Segundo o texto sobre Nelson Rodrigues, de quais três dramaturgos ele seria uma mistura?

**Texto do exercício:**
* * * * * * * * *
Nelson Rodrigues: o grande acontecimento do século foi a ascensão espantosa e fulminante do idiota

Nelson Rodrigues: o grande acontecimento do século foi a ascensão espantosa e fulminante do idiota

Nelson Rodrigues diz que Marx era uma besta e o biquíni é a degradação da nudez — Foto Reprodução / Revista Continente

Nelson Falcão Rodrigues (1912-1980), mistura do britânico Shakespeare (1564-1616) e do norueguês Henrik Ibsen (1828-1906) com o russo Anton Tchékhov (1860-1904), era desses dramaturgos (e cronistas) que buscam ver o homem de maneira integral. Da mixagem, com o cadinho individual, nasceu um teatrólogo genial — com identidade brasileira e universal.
* * * * * * * * *
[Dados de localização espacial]
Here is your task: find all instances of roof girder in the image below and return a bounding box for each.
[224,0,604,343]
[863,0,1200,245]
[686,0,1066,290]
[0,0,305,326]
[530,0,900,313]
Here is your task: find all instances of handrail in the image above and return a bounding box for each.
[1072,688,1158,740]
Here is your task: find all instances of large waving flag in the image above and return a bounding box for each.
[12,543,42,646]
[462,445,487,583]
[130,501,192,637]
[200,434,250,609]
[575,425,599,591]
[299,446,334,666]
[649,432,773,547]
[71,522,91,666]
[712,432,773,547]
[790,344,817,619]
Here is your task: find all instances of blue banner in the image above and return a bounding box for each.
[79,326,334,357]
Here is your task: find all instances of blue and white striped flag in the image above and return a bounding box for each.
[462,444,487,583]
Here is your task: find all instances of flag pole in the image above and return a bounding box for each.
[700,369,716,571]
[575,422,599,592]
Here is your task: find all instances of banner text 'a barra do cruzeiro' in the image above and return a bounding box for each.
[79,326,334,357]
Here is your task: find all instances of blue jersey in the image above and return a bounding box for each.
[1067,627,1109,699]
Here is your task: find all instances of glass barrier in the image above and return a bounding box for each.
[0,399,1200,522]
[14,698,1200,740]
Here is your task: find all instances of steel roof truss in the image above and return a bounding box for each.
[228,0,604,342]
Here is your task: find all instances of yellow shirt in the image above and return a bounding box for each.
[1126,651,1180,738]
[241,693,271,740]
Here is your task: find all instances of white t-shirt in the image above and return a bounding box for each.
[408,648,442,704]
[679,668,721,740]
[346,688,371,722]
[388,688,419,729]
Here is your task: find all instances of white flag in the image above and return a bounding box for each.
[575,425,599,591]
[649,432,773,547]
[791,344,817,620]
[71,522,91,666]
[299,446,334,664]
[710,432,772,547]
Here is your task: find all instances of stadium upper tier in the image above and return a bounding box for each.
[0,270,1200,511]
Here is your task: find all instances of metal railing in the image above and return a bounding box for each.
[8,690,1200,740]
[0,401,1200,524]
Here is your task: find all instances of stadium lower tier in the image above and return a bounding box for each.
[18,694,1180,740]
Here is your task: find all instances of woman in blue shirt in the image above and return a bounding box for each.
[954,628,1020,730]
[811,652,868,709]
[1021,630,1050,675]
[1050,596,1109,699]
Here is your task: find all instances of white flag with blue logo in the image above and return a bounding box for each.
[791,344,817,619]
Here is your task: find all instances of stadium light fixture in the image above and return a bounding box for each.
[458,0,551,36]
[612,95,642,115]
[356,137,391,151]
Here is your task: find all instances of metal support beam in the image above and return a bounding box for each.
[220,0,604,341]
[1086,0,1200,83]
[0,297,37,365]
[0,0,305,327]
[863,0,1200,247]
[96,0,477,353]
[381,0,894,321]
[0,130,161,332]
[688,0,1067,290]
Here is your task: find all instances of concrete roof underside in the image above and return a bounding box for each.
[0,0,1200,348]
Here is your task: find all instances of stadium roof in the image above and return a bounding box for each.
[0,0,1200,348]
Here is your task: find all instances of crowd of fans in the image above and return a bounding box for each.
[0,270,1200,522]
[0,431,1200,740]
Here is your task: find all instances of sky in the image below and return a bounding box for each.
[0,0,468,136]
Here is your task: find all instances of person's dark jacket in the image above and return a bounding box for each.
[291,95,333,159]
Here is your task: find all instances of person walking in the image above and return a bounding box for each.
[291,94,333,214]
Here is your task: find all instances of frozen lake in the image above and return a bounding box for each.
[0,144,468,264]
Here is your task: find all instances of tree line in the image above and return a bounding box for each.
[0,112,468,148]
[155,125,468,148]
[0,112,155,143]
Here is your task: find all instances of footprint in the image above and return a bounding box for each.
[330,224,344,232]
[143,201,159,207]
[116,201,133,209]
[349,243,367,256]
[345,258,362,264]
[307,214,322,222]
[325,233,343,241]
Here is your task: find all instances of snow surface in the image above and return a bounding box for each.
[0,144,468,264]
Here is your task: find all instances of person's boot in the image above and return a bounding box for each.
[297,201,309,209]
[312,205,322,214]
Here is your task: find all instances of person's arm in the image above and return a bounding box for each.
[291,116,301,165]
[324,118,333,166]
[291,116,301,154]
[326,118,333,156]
* * * * * * * * *
**Resposta:**
Shakespeare, Henrik Ibsen e Anton Tchékhov.